WHAT TO PRODUCE: Except for the pictures, retype the records that follow exactly.

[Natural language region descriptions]

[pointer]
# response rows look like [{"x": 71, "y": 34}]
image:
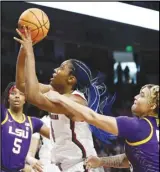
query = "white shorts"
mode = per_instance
[
  {"x": 51, "y": 168},
  {"x": 79, "y": 167}
]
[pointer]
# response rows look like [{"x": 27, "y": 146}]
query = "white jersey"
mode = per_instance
[
  {"x": 72, "y": 140},
  {"x": 45, "y": 144}
]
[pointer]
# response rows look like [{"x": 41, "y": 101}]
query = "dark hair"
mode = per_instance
[
  {"x": 96, "y": 92},
  {"x": 6, "y": 94},
  {"x": 82, "y": 73}
]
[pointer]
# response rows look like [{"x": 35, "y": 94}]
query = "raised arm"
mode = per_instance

ANSWER BOX:
[pointer]
# response rows look like [{"x": 71, "y": 34}]
image:
query = "white shorts"
mode = per_instance
[
  {"x": 51, "y": 168},
  {"x": 79, "y": 167}
]
[pointer]
# response rows look like [{"x": 27, "y": 146}]
query = "white jersey"
mode = per_instance
[
  {"x": 72, "y": 140},
  {"x": 45, "y": 144}
]
[pointer]
# response rows look like [{"x": 41, "y": 101}]
query = "dark hair"
mode = per_instance
[
  {"x": 96, "y": 92},
  {"x": 6, "y": 94},
  {"x": 82, "y": 73}
]
[pointer]
# response rows look like [{"x": 35, "y": 94}]
query = "raised arm"
mode = per_instance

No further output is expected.